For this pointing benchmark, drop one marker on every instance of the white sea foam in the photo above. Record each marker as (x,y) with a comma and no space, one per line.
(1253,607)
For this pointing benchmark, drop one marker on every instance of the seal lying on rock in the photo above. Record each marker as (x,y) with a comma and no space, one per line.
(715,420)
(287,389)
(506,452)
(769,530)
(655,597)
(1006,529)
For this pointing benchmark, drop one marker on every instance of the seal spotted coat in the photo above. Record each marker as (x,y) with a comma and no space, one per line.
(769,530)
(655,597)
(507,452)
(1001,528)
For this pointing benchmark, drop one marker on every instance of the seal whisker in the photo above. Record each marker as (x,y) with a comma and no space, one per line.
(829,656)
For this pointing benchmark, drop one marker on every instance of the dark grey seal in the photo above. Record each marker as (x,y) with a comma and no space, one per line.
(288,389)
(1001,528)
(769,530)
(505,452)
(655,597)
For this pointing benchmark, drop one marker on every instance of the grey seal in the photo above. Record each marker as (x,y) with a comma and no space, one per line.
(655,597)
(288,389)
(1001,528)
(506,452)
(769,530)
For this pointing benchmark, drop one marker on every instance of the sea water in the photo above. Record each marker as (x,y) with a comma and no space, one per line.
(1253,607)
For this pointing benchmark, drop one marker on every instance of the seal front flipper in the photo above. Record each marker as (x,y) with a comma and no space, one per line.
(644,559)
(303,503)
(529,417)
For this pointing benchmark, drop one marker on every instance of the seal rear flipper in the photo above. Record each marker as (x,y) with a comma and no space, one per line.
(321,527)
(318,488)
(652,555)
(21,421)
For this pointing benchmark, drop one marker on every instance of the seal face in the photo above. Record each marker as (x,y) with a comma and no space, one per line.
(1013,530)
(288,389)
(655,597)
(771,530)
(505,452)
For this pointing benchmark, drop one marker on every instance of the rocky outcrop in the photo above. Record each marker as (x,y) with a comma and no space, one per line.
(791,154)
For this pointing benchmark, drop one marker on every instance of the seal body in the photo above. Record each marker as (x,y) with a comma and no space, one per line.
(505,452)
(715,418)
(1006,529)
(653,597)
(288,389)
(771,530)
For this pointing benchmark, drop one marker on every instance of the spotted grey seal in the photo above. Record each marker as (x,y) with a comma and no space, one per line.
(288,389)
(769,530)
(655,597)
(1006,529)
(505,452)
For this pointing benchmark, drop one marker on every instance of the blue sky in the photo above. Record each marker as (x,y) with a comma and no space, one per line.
__________
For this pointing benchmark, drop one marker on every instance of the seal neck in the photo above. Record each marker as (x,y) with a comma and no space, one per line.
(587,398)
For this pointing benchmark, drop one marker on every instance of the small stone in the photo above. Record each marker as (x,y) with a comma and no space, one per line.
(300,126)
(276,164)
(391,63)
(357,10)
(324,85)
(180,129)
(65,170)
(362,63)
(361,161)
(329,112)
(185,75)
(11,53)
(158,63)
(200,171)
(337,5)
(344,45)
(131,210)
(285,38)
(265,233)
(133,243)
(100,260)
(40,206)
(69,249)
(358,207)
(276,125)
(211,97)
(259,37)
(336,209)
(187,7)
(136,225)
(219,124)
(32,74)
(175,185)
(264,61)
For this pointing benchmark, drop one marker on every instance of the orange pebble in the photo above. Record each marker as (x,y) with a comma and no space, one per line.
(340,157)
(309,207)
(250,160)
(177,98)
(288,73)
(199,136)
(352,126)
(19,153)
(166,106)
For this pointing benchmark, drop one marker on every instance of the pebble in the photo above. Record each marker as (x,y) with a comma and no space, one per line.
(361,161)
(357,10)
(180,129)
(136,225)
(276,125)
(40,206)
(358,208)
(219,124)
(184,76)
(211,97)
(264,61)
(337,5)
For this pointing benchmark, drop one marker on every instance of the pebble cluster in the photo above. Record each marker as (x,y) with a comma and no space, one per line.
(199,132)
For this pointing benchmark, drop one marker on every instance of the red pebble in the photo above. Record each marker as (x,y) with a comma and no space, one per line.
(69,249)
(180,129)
__________
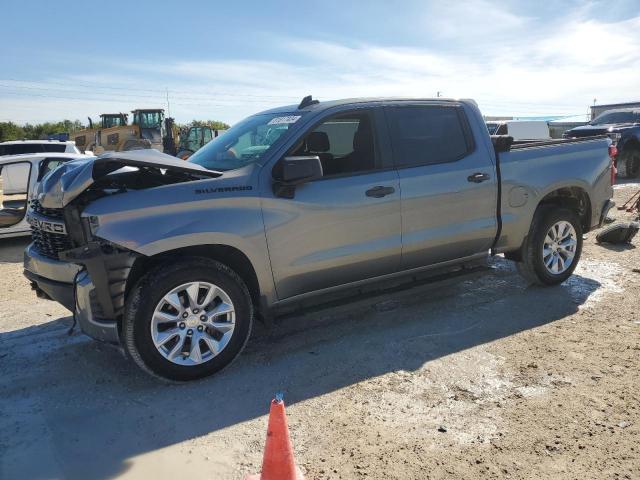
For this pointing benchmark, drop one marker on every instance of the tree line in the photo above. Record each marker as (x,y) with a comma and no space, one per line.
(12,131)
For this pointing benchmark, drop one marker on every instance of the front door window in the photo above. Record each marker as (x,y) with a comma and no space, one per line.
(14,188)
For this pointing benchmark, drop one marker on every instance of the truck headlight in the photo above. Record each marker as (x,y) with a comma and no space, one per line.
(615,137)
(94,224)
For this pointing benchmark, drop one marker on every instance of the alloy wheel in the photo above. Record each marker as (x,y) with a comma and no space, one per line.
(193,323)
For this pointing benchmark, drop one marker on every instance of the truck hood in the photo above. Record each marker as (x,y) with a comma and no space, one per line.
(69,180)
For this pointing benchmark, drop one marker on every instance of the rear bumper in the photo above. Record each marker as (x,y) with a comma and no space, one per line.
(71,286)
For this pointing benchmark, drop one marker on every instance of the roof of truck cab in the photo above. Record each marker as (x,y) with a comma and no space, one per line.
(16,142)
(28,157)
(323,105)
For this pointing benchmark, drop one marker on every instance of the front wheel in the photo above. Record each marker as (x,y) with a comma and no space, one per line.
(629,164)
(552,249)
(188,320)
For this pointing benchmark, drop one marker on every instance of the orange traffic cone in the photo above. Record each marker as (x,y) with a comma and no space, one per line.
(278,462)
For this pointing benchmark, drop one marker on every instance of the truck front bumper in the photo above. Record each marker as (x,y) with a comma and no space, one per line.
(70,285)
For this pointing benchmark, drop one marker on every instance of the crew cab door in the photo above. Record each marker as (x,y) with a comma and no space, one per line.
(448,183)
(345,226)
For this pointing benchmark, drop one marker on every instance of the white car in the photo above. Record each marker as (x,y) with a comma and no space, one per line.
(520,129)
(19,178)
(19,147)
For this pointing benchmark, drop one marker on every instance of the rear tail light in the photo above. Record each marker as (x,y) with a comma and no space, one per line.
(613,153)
__________
= Task =
Count the lines above that contain the string "spotted", treating uppercase and lowercase letters as distinct. Reply with the number alone.

= Reply =
2